-------- Source material
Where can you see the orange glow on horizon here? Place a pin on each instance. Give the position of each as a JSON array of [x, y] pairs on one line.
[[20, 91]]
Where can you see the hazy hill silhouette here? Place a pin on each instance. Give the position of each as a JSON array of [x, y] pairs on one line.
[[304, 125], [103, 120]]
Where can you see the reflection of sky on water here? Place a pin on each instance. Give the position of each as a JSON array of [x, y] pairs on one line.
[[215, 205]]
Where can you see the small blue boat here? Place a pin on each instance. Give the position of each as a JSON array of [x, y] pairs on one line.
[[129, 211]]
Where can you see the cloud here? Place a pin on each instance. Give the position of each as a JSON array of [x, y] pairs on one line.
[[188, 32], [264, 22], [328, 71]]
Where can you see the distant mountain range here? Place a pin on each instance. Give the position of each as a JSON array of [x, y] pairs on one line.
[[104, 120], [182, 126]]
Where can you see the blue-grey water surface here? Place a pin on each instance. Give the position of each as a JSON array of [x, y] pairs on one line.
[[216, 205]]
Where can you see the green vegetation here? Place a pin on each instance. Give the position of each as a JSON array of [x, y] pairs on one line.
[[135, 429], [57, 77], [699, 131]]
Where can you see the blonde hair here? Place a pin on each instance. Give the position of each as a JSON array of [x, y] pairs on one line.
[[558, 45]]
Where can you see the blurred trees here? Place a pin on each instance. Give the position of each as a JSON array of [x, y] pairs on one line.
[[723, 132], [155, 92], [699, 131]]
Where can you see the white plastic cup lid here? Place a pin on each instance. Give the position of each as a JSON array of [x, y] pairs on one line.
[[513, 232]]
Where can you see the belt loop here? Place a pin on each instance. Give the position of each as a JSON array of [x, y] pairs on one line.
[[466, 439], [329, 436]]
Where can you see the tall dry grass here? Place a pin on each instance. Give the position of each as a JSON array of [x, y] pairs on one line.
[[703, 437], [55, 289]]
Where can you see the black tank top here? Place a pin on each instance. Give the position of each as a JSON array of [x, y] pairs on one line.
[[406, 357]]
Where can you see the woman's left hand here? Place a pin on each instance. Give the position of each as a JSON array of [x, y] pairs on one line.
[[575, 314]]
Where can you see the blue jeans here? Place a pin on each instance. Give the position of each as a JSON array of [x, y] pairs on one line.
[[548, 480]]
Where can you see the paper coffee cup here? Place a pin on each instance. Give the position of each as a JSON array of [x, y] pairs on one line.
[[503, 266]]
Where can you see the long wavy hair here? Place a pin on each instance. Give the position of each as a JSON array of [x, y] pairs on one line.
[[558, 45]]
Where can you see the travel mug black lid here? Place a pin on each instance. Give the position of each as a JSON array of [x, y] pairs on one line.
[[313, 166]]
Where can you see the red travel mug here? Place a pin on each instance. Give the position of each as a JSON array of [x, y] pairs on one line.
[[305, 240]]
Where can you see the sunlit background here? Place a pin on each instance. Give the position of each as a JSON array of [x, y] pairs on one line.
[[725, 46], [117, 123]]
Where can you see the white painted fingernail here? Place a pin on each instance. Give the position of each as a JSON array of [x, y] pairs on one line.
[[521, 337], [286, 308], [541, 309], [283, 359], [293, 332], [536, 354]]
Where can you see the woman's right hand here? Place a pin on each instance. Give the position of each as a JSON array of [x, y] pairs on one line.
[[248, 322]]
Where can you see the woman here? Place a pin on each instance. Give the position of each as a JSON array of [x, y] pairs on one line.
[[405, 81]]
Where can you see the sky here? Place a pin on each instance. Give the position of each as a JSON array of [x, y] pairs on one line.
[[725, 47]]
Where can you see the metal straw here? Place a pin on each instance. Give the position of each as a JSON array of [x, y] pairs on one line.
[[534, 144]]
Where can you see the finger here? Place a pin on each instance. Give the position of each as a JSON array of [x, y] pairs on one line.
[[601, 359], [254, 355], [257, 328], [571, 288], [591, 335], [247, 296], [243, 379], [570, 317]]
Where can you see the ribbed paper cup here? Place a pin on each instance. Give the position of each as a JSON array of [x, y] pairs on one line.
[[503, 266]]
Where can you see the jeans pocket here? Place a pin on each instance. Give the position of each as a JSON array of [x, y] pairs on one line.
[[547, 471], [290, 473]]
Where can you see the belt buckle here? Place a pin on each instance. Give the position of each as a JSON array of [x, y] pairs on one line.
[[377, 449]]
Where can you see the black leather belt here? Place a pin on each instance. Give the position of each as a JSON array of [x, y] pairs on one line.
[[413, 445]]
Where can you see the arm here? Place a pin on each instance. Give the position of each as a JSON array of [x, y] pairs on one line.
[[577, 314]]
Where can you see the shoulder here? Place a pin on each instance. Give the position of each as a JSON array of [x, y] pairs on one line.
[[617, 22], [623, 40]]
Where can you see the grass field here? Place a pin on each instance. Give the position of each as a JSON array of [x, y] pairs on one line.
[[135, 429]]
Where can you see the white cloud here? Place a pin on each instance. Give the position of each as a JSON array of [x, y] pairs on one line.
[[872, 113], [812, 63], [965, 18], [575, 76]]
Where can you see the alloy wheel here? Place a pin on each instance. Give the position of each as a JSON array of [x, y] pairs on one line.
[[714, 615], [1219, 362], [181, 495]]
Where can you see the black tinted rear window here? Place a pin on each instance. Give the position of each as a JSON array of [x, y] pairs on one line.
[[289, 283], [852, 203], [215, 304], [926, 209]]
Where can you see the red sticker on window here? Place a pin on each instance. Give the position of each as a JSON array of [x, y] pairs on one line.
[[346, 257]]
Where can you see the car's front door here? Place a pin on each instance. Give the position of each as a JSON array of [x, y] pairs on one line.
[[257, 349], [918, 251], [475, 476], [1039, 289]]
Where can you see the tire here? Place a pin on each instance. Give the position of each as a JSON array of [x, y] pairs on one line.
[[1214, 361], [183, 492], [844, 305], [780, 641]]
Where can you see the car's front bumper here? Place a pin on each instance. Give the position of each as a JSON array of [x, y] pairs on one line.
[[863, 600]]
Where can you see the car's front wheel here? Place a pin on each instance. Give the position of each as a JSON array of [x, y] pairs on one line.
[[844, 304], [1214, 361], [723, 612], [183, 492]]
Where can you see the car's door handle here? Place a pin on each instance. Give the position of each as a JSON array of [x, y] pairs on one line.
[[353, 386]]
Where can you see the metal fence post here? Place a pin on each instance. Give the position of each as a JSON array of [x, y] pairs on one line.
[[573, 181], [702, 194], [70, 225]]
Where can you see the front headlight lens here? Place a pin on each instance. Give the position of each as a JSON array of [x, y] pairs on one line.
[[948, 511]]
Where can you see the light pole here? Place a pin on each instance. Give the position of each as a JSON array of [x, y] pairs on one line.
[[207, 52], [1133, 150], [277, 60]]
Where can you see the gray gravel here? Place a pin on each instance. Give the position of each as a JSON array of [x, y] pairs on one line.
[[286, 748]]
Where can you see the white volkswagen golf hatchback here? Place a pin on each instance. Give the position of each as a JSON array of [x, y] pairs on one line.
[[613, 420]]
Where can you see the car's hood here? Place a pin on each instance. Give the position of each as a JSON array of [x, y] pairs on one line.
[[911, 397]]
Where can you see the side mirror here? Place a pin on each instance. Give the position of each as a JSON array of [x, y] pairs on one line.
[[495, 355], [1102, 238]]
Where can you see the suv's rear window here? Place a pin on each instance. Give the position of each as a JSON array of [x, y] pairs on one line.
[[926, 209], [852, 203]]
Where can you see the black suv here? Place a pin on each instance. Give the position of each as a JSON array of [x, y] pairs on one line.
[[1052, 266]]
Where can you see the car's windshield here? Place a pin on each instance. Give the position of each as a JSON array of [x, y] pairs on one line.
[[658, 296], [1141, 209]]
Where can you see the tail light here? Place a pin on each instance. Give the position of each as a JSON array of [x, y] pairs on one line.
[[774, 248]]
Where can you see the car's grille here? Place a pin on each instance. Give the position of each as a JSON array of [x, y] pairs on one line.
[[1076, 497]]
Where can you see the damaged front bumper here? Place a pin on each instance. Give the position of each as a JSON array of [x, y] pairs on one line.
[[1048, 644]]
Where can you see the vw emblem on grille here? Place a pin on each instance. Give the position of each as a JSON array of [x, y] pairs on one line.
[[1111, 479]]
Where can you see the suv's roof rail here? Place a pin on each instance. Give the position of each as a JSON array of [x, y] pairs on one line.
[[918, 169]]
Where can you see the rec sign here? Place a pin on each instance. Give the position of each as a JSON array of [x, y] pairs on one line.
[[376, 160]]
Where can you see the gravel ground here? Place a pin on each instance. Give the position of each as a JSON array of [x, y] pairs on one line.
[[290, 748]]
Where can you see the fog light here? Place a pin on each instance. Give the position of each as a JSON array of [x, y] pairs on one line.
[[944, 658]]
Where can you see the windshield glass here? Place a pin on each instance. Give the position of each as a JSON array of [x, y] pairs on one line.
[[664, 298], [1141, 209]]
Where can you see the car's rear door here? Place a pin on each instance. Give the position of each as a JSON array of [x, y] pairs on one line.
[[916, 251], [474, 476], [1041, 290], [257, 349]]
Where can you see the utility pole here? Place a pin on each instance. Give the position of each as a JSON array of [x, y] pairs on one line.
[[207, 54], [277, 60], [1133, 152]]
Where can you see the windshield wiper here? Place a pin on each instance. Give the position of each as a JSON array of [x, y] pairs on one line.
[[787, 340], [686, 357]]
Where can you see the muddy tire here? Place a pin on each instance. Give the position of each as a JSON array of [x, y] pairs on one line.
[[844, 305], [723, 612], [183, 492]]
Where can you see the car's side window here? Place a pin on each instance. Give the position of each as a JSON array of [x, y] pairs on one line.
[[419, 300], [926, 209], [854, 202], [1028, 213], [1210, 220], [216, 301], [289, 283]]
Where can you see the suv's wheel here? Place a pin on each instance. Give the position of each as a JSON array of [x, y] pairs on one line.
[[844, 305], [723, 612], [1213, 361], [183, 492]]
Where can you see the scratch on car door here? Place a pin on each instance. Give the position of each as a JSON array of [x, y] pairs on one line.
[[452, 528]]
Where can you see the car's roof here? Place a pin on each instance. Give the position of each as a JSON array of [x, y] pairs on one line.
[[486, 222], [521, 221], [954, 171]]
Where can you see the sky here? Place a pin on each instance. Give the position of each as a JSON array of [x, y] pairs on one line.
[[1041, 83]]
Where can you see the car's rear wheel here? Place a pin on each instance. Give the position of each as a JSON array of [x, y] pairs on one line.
----------------
The task: Would you please copy the lines above, from the one holding "Where can you see the suv's wheel" through the last, and nothing else?

Result of the task:
Where can you see the suv's wheel here? Place a pin on each instance. Give the position of each as a JSON array of [x, y] pairs on one line.
[[844, 305], [723, 612], [1213, 361], [183, 492]]
Where can you see the scratch on car door here? Place a pin on each instance. Give the position of each as a JSON array of [x, y] pairs on one line.
[[452, 528]]
Where can you see the car's roof here? Place a pin on each instance. Give the position of each as a JSON array of [x, y] pairs on one line.
[[486, 222], [521, 221], [954, 171]]
Where can you see the sky here? Place a pin on each instance. Give the position of each as a JSON array of [x, y] pairs on one line.
[[1041, 83]]
Where can you see the car's rear wheel here? Place a pin on each instance. Give the position of each as a JSON array of [x, y] pairs on one line.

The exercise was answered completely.